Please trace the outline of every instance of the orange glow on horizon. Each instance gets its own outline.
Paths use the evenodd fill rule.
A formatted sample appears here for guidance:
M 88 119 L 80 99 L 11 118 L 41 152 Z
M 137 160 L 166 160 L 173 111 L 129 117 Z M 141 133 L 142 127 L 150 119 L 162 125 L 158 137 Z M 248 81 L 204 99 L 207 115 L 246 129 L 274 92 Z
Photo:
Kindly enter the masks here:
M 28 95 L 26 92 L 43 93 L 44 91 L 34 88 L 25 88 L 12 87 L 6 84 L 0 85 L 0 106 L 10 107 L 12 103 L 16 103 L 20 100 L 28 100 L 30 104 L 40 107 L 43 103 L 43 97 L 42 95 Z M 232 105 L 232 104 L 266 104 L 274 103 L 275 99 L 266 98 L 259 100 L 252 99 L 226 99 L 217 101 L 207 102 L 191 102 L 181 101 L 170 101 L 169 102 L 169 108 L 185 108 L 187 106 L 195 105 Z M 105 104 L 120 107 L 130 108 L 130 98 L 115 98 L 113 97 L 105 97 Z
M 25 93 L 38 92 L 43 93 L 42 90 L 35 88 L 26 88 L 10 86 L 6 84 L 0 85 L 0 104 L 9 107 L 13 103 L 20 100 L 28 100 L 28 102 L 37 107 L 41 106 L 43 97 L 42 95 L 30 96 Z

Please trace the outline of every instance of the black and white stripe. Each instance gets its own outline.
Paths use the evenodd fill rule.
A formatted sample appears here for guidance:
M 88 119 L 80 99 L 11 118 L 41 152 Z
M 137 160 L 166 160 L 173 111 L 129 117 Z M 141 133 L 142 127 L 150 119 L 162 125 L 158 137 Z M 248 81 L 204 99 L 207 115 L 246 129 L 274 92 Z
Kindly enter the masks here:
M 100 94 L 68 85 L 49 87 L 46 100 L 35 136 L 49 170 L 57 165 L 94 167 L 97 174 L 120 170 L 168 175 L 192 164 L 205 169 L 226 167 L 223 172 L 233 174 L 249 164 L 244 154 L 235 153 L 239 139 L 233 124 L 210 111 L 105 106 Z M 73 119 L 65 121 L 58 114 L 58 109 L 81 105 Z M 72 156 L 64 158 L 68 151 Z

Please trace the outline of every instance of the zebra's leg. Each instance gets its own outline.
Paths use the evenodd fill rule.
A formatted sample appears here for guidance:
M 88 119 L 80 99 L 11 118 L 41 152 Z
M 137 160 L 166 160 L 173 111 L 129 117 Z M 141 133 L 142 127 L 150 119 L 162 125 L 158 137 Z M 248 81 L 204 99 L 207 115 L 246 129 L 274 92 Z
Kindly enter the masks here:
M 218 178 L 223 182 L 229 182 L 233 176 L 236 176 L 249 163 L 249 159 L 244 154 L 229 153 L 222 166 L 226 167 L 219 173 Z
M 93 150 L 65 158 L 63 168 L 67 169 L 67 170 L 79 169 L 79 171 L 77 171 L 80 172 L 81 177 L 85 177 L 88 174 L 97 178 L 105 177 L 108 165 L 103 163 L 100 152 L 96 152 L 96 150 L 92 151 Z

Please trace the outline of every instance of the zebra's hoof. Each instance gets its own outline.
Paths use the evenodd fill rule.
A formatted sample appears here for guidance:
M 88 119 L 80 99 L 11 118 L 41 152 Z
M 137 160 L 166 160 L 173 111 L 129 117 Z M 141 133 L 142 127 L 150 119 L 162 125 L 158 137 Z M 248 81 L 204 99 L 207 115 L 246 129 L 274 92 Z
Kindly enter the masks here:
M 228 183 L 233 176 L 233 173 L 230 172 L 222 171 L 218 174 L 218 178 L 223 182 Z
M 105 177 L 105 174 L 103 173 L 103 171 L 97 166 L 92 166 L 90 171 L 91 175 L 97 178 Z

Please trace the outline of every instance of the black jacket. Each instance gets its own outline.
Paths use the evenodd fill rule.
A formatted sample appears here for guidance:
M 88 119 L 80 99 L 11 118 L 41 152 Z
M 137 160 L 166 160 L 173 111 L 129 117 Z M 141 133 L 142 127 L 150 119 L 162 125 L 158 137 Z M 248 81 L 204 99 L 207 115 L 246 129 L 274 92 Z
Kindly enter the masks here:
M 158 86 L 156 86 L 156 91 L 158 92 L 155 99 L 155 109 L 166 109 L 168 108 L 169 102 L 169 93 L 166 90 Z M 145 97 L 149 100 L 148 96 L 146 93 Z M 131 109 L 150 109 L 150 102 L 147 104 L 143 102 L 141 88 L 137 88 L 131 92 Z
--------------------
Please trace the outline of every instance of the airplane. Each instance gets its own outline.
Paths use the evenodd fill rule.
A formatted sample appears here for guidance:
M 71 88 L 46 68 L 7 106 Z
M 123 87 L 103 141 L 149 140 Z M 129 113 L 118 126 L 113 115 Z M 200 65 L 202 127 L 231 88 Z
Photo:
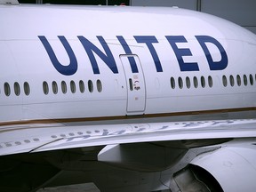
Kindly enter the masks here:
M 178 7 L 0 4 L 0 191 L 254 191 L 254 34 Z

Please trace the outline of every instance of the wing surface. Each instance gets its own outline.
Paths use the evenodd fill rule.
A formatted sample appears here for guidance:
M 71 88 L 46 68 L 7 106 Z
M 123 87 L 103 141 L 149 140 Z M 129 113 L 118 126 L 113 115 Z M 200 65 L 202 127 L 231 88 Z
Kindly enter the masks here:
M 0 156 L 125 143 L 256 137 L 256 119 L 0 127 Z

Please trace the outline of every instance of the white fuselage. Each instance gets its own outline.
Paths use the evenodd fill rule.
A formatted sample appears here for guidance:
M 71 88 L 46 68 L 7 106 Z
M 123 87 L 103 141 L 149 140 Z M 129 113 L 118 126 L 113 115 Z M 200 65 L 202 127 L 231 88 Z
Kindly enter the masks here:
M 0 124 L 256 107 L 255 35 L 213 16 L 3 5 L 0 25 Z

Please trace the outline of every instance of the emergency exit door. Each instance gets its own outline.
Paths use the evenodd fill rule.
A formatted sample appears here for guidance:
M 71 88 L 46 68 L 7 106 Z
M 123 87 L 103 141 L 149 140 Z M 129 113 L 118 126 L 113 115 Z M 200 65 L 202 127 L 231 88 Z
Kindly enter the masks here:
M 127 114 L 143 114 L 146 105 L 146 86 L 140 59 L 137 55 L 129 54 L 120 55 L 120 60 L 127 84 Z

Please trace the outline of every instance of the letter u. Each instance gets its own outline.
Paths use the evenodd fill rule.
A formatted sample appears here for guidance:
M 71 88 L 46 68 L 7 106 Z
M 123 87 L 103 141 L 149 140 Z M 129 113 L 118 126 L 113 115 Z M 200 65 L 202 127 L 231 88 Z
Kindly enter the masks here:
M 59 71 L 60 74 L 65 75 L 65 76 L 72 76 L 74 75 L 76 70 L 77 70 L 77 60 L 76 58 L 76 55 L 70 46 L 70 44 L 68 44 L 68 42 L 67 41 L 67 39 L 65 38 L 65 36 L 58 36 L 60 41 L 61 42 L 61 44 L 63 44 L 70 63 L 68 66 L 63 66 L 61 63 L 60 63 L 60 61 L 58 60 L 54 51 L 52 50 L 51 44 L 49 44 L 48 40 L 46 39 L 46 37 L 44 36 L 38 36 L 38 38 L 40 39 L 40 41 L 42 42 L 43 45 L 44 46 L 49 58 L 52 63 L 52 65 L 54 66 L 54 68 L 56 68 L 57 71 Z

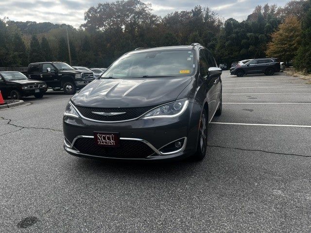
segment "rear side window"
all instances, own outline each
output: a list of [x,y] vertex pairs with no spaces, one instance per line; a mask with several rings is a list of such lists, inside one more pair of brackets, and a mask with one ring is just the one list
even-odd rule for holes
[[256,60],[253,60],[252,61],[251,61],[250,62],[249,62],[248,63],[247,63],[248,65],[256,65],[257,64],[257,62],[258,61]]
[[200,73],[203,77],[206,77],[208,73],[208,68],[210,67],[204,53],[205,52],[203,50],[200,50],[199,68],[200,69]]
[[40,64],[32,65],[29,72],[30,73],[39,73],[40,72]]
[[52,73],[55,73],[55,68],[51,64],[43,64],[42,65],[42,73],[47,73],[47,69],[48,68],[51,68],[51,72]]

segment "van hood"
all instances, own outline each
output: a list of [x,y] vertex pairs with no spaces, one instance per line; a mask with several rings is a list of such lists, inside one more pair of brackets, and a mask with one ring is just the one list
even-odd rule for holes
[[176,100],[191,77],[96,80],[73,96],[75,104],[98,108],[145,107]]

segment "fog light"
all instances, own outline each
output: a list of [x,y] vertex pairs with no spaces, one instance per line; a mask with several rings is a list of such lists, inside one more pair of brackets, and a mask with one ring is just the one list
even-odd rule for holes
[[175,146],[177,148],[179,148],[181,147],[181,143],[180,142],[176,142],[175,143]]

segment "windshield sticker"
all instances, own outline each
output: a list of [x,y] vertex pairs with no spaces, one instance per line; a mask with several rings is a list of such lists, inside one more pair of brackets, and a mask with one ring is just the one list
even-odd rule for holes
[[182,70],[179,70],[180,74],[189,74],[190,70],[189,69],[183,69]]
--------------------
Could you duplicate the listing line for line, starting at the line with "Please trace the outline of every instance of the zebra's hoof." and ending at the line with "M 158 86 L 156", including both of those lines?

Please trace the outline of every instance of the zebra's hoof. Each instance gets its own outline.
Paths use the evenodd fill rule.
A formatted sample appears here for guidance:
M 88 119 L 80 99 L 11 118 L 41 152 Z
M 137 160 L 166 160 L 173 111 L 129 117 Z M 141 133 L 142 127 L 150 119 L 162 125 L 158 137 Z M 248 81 L 204 99 L 207 115 L 246 129 L 274 92 Z
Kindly enter the masks here:
M 228 183 L 233 176 L 233 173 L 230 172 L 222 171 L 218 174 L 218 178 L 223 182 Z
M 105 177 L 105 174 L 103 173 L 103 171 L 97 166 L 92 166 L 90 171 L 91 175 L 97 178 Z

Please trace the outline of every instance of the black jacket. Each instance gets its own outline.
Paths use the evenodd fill rule.
A formatted sample appears here for guidance:
M 88 119 L 80 99 L 11 118 L 41 152 Z
M 137 160 L 166 160 L 173 111 L 129 117 Z M 141 133 L 142 127 L 150 119 L 162 125 L 158 137 Z M 248 81 L 204 99 L 207 115 L 246 129 L 274 92 Z
Kindly enter the masks here:
M 158 86 L 156 86 L 156 91 L 158 92 L 155 99 L 155 109 L 166 109 L 168 108 L 169 102 L 169 93 L 166 90 Z M 145 97 L 149 100 L 148 96 L 146 93 Z M 131 109 L 150 109 L 150 102 L 147 104 L 143 102 L 141 88 L 137 88 L 131 92 Z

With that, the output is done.